Assignment ▸ Print every record exactly, but leave out the pictures.

Segment Start: Source data

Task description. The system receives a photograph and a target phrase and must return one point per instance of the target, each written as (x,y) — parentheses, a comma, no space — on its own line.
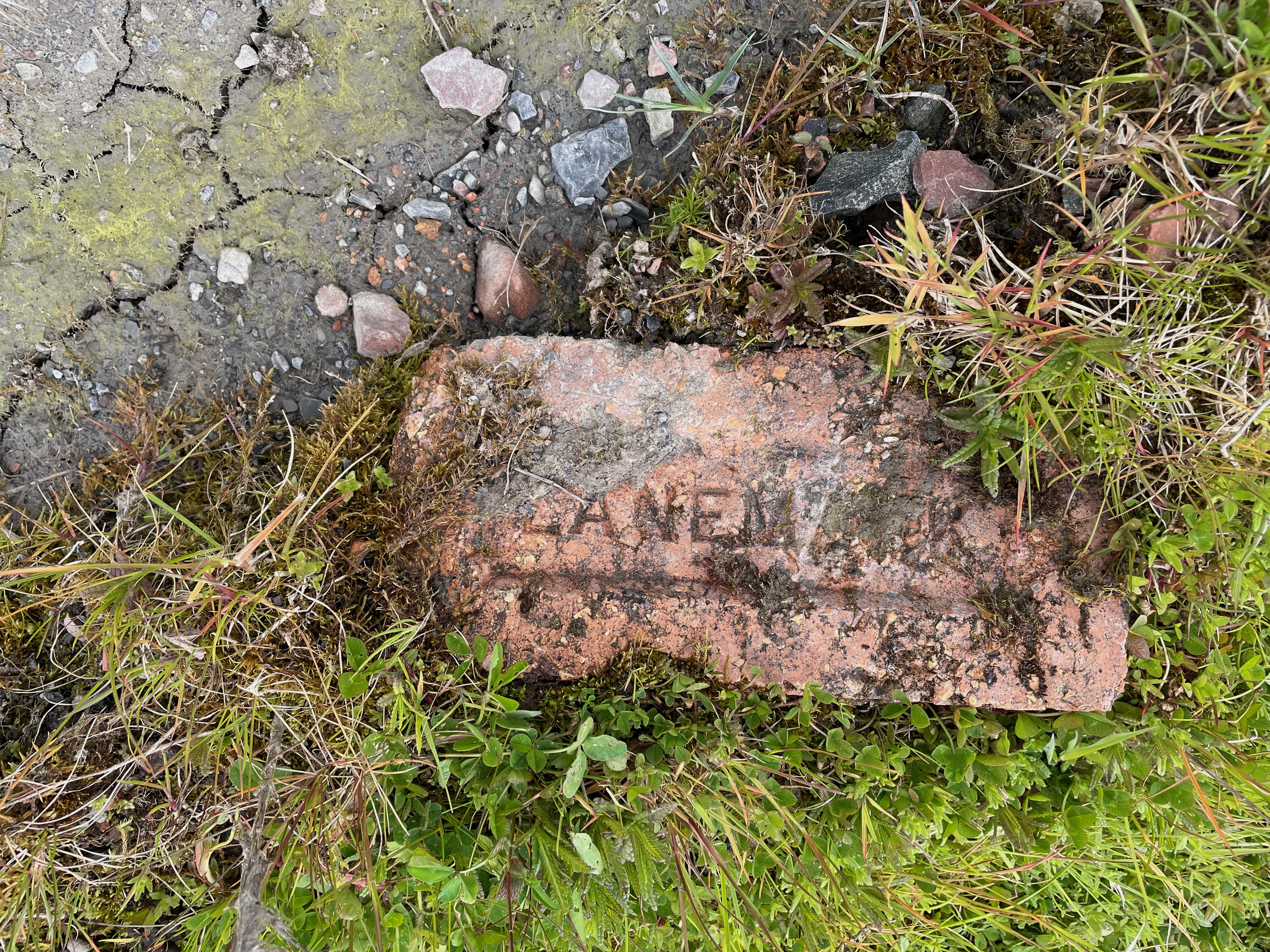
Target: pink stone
(776,512)
(950,183)
(656,68)
(332,301)
(460,82)
(1164,229)
(598,91)
(380,327)
(503,284)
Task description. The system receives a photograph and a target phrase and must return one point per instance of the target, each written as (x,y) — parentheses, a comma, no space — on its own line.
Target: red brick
(729,514)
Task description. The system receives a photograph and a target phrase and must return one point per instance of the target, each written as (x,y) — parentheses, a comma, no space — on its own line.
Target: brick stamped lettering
(774,512)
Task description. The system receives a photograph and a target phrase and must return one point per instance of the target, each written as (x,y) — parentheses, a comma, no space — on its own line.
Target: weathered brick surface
(773,512)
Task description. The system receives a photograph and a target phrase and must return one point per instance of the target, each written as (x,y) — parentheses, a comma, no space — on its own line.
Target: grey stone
(1078,14)
(661,122)
(926,117)
(856,181)
(331,300)
(310,409)
(234,266)
(524,106)
(585,161)
(727,88)
(427,209)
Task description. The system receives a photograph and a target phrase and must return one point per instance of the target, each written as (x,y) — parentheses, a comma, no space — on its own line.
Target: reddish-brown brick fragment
(776,512)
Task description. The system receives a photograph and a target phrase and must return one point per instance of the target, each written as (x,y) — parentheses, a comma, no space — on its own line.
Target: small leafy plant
(797,287)
(699,257)
(694,101)
(993,432)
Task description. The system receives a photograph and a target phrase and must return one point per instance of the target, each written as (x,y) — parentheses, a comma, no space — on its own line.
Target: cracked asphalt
(133,149)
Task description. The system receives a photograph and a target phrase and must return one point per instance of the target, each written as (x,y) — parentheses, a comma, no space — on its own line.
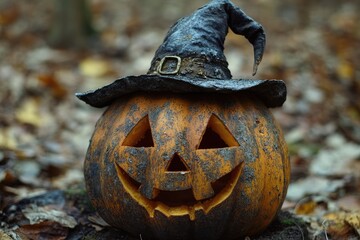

Segment End: Source data

Exercise result ▸
Task description. The system receives a photograph and a target phrase and must return one point per instance of the target, each written as (x,y) — parentheses, a comma, no space — on its own line.
Target: pink stone
(776,512)
(950,183)
(656,68)
(332,301)
(460,82)
(1164,229)
(598,91)
(380,327)
(503,284)
Task description. The system receives a photograph and a target phrase and must return one point per instance of the target, each written as (x,y) — parentheses, a comma, no space — on its own line.
Target: red brick
(729,514)
Task description. The system receives a photograph and a target phrase and must return one point per instance of the target, each written as (x,y) — parentheses, a comma, no space — on its own line.
Target: brick stamped lettering
(774,512)
Task description. The system receives a photograph and a target phrase and must return one point per instance of the target, each written as (x,y) — parentheses, a comma, no space — on its own line.
Target: weathered brick surface
(773,512)
Task description. The system receives a photograph and a target phrase and must return one point per instance of the target, each written as (x,y) — parentheses, a comma, no space — on its own line.
Target: grey stone
(1078,14)
(661,122)
(926,117)
(856,181)
(331,300)
(310,409)
(234,266)
(524,106)
(585,161)
(727,88)
(427,209)
Task description. The system receives a photograph and a target phrase and must return one point per instance of the target, each written as (x,y) — parentheses, a comma, no space — on its own line.
Target: reddish-brown brick fragment
(776,512)
Task description. The system receives a photograph and a target phrase and must return one point per instance of the target, each written as (x,y) — parentheses, a comma, no space — on its own line.
Target: small leafy plant
(797,287)
(699,257)
(694,101)
(993,432)
Task description. The system receives a photograph and a target phrase and must return one point per instance of the target, each written as (x,y) — parentheses, a comma, no space — on its own line.
Target: cracked asphalt
(133,149)
Task description. The system receives a photograph and a target phrase and must return one point per instance of the target, each written as (x,y) — parentheses, a comma, no space — on its own line.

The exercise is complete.